> Passage
* * * * * * *

Just after midnight on 1 May 1984, Anthony Littler stepped off a train at East Finchley station and set off down a dark alleyway towards home. Two minutes later, the 45-year-old lay dying on the ground, struck twice over the head. Nothing was stolen. No eyewitnesses, no forensics, no clear motive. For 42 years, nobody was brought to justice.
On Friday, that changed at the Old Bailey. Michael Stewart, 57, and his brother Anthony Stewart, 60, were sentenced to life imprisonment with minimum terms of 10 and 15 years respectively for Littler's murder. At the time of the attack, Michael was 15 and Anthony was 18.
“Brothers jailed for 1984 murder of civil servant Anthony Littler, solved by undercover sting with bugged cars and covert officers.”
Littler, a civil servant who lived alone, was described as a "gentle giant" by friends. He stood 6ft 4ins, loved real ale, and on his final evening had crossed London to attend a meeting of the Society for the Preservation of Beers from the Wood in Carshalton. He shared five or six pints of bitter before heading home via the narrow footpath beside the railway line – a shortcut he had taken many times.

* * * * * * *

> Required work
1. How old were the two brothers at the time of the attack, according to the article about Anthony Littler's murder?
2. Continue the article about Anthony Littler's murder from where it stops.

> Supplied entries
* * * * * * *

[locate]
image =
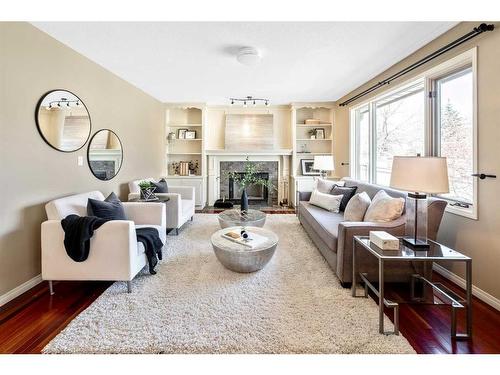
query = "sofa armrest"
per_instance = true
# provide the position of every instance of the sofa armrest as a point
(186, 192)
(304, 195)
(346, 232)
(144, 213)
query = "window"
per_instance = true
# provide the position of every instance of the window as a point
(399, 128)
(454, 132)
(362, 131)
(432, 115)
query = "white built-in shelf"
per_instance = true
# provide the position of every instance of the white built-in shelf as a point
(314, 125)
(313, 153)
(183, 125)
(184, 139)
(309, 139)
(175, 176)
(184, 153)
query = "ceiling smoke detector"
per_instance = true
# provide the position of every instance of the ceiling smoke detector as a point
(248, 56)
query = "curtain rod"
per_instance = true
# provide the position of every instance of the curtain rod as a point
(464, 38)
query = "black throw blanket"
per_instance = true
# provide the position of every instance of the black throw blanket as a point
(78, 230)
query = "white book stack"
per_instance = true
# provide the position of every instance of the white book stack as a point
(384, 240)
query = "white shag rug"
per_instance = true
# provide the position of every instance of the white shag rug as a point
(195, 305)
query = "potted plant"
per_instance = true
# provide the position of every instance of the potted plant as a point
(248, 178)
(147, 190)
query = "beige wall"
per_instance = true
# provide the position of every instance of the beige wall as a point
(33, 173)
(480, 239)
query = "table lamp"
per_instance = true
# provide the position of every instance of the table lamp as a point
(323, 163)
(419, 176)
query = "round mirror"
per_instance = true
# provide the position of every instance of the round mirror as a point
(63, 120)
(105, 154)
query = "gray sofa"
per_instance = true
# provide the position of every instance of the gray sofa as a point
(334, 237)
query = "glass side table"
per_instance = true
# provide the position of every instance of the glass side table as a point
(238, 218)
(435, 253)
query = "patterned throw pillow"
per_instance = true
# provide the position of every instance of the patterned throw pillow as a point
(384, 208)
(327, 201)
(346, 191)
(325, 186)
(357, 206)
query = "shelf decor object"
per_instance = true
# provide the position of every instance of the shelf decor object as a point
(419, 176)
(323, 163)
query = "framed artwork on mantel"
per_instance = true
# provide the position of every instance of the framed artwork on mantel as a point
(307, 167)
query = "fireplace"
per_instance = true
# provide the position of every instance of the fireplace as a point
(258, 196)
(255, 193)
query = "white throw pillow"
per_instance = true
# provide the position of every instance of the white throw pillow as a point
(327, 201)
(356, 207)
(384, 208)
(325, 186)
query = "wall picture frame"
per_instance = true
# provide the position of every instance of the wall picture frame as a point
(307, 167)
(190, 134)
(181, 133)
(320, 133)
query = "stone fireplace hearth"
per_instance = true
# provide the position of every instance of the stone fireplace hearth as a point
(257, 195)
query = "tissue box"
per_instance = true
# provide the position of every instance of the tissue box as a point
(384, 240)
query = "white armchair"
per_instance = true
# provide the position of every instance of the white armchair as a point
(114, 255)
(180, 207)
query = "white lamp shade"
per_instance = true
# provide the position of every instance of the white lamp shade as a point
(323, 163)
(420, 174)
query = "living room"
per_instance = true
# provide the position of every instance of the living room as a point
(187, 187)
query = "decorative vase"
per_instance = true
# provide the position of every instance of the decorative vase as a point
(244, 200)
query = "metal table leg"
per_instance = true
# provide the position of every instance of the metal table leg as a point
(469, 297)
(354, 269)
(381, 296)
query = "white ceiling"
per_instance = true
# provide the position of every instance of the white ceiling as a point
(196, 62)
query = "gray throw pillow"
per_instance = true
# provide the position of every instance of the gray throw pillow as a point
(357, 206)
(109, 209)
(161, 186)
(347, 192)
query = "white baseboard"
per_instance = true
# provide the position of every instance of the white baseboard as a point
(17, 291)
(479, 293)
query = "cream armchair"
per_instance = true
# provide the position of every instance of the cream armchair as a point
(180, 207)
(114, 255)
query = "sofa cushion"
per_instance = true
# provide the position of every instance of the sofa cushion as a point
(326, 201)
(109, 209)
(384, 208)
(357, 206)
(324, 223)
(347, 193)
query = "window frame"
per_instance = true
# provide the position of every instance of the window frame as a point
(429, 77)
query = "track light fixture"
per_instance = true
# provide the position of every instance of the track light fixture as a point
(63, 101)
(250, 99)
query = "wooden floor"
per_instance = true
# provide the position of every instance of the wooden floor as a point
(30, 321)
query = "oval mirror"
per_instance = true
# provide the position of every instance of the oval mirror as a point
(63, 120)
(105, 154)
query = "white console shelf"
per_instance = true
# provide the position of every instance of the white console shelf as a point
(188, 116)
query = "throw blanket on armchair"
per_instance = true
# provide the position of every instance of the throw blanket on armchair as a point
(78, 230)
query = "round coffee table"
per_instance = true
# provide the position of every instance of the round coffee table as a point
(249, 218)
(241, 258)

* * * * * * *

> Responses in order
1. Michael was 15 and Anthony was 18.

2.
The brothers, part of a group that had been on a violent spree attacking men they thought were gay, had been lying in wait, the court heard. Although there was no evidence Littler was gay, Mrs Justice Cutts noted the Stewarts had targeted gay men to rob. "1984 was a different time and in many respects a different place," she said. In a televised sentencing, she told the defendants: "I am quite sure your group was lying in wait for a victim. You targeted that decent, honest individual and took his life."
Cold cases are often cracked by science – DNA, fingerprints, new techniques on old exhibits. This one was different. Detectives turned to a daring undercover operation: bugging Michael Stewart's home and car, placing listening devices on his brother's car, and sending two covert officers into Michael's life. They were waiting for him to do what he had repeatedly done over the years: talk.
The operation worked. For the first time in more than four decades, Anthony Littler's killers faced justice. His last surviving close relative, Patricia McLure, remembered him: "He was a bit like a big brother."